◆ EXERCISE AIM ◆
Starting at the line that has "181, row 193." and ending with the line that has "column 225, row 616", rewrite those lines with "matching instance" swapped for "matching item" and everything else left the same.

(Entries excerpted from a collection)
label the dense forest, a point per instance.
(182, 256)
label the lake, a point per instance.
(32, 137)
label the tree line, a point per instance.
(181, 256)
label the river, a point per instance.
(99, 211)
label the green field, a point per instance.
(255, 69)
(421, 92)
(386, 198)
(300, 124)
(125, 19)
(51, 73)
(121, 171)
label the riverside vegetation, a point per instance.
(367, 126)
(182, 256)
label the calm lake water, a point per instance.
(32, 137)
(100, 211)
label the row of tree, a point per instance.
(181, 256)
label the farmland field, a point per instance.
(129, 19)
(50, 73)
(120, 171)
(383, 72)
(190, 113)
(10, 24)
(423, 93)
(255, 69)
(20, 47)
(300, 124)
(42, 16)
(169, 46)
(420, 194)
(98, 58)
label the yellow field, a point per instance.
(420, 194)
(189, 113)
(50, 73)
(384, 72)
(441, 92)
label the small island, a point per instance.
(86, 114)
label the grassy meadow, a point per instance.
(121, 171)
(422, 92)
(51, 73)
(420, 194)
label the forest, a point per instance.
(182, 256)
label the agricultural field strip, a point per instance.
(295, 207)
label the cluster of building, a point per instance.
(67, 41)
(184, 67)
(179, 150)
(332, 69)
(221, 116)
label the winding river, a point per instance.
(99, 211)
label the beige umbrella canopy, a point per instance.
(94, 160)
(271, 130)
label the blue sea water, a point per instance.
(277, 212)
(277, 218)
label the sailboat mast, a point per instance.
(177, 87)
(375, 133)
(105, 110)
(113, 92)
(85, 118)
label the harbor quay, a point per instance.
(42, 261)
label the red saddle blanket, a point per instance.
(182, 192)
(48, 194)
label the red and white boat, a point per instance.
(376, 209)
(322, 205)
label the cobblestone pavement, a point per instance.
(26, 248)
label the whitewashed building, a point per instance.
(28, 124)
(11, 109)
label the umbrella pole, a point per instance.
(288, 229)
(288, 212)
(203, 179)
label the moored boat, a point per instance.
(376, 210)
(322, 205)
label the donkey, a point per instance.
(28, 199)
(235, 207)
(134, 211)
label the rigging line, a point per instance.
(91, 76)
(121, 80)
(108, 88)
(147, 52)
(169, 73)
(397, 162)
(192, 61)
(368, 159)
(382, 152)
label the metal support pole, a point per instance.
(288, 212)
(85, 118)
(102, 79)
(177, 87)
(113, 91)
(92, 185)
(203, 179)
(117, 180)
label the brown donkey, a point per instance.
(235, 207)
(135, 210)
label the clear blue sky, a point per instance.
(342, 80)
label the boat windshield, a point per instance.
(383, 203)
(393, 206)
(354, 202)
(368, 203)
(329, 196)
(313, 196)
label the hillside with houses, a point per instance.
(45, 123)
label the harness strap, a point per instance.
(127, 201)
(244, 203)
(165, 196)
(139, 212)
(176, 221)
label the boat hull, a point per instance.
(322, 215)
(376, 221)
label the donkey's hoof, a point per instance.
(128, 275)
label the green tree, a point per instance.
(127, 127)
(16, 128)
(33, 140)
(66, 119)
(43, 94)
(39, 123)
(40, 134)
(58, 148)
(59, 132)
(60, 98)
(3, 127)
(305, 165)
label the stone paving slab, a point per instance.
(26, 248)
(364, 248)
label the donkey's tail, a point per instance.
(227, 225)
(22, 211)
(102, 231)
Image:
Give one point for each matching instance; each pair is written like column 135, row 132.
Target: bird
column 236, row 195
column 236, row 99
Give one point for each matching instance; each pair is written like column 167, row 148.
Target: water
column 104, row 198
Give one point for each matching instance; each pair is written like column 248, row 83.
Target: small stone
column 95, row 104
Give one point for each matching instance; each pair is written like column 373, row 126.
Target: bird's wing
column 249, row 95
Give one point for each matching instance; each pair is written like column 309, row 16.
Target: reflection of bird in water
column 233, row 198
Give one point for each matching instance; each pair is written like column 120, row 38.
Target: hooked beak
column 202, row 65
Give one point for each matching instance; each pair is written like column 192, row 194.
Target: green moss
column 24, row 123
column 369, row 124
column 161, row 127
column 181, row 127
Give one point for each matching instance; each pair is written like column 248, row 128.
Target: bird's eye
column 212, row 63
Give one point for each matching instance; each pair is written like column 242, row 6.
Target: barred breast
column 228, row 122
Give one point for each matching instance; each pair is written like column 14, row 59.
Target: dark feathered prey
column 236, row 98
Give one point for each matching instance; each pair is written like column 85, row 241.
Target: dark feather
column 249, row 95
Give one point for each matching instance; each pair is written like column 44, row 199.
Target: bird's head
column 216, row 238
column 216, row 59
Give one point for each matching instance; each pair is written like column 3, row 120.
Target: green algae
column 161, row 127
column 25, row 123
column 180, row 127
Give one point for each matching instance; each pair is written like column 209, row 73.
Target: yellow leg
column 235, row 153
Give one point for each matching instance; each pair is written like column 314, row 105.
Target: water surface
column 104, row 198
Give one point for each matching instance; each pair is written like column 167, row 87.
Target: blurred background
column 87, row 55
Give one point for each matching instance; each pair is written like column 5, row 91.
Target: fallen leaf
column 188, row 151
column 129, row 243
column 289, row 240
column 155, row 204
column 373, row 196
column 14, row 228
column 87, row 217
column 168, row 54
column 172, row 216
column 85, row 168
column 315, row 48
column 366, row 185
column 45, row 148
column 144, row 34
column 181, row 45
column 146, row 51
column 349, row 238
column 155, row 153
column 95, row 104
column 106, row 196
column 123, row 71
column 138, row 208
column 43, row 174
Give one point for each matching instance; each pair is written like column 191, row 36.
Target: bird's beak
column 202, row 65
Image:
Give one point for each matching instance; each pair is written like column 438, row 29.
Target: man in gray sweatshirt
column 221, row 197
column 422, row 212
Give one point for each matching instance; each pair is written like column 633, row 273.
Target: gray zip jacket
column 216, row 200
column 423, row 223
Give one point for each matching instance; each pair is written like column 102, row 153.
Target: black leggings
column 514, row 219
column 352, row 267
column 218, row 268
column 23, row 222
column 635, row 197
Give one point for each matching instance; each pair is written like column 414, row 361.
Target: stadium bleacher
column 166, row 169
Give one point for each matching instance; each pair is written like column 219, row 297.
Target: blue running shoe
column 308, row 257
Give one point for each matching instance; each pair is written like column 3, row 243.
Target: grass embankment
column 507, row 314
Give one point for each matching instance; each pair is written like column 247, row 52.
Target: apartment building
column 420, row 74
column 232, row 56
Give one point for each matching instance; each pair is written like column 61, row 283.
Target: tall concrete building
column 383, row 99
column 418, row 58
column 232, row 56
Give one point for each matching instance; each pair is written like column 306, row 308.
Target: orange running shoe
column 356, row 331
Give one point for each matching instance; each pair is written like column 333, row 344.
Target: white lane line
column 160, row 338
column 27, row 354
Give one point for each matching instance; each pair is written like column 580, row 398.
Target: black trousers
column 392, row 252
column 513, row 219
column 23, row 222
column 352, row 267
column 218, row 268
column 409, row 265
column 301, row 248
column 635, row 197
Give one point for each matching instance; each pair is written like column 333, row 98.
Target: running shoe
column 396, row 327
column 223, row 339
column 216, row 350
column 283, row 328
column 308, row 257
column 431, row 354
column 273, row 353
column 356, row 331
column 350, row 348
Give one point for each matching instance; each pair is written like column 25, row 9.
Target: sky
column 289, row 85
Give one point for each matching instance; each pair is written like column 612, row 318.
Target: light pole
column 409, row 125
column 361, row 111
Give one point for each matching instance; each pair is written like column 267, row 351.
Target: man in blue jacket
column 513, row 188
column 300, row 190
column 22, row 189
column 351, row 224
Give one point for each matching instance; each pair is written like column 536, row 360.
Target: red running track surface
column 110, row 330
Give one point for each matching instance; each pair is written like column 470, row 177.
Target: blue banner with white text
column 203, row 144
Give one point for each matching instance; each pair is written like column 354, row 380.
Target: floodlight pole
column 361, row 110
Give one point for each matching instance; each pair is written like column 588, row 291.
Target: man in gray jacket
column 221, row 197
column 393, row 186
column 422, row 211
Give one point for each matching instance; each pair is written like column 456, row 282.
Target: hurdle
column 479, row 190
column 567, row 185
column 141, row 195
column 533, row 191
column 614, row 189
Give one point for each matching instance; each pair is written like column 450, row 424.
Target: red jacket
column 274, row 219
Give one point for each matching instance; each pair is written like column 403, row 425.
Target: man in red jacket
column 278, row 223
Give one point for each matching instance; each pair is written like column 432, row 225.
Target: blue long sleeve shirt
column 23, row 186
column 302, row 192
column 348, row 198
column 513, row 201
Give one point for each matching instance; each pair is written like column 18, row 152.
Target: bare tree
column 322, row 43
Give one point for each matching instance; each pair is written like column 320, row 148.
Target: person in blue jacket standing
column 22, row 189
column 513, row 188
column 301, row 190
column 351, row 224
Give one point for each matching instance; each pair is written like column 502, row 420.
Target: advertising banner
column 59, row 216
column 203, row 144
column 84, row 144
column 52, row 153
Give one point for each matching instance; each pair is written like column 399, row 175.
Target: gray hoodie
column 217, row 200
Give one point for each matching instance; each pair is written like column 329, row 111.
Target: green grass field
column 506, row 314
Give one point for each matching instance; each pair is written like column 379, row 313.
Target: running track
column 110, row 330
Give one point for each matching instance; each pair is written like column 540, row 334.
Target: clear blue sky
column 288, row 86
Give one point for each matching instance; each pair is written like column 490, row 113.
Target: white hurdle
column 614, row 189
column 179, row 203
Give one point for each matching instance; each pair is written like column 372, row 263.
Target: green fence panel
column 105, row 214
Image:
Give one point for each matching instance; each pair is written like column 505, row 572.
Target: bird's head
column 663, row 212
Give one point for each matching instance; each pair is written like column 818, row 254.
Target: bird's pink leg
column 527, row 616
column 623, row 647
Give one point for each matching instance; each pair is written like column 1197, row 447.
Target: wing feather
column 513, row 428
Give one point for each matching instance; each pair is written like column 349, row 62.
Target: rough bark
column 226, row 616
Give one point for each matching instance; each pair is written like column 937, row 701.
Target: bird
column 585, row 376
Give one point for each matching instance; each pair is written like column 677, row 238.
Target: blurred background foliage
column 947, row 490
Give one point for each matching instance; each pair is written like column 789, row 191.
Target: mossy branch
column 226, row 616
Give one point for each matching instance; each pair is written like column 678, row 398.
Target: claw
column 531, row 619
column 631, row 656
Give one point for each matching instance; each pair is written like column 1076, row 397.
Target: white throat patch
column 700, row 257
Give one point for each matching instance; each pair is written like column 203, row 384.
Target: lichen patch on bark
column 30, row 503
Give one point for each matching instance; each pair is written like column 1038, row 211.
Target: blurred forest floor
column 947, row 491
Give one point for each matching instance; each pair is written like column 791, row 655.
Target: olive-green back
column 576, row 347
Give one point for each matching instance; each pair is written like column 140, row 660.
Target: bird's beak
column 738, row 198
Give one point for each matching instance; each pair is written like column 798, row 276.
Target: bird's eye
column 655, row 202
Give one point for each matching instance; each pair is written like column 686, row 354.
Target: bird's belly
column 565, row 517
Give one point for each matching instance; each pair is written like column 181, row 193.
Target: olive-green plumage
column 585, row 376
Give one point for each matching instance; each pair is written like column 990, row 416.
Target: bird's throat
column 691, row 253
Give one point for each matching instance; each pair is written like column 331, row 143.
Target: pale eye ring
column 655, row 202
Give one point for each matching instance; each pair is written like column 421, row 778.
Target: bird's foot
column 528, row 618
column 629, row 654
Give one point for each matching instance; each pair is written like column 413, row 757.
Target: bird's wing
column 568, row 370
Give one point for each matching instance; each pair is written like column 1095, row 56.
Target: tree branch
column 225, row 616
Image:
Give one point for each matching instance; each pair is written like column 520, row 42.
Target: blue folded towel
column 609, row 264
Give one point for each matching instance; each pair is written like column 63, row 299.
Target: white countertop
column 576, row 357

◆ RESPONSE TO THIS TASK ◆
Give one point for each matching item; each pair is written like column 181, row 193.
Target: olive-green plumage
column 585, row 376
Give one point for each matching item; each pair is written like column 990, row 416.
Target: bird's throat
column 691, row 253
Give one point for each matching item; each pair is written like column 331, row 143.
Target: pale eye ring
column 655, row 202
Give one point for each matching item; each pair is written like column 421, row 778.
Target: bird's foot
column 528, row 618
column 629, row 654
Give one point for each matching item; each pair is written like column 413, row 757.
Target: bird's wing
column 568, row 370
Give one point for each matching item; each pair is written like column 1095, row 56.
Target: tree branch
column 225, row 616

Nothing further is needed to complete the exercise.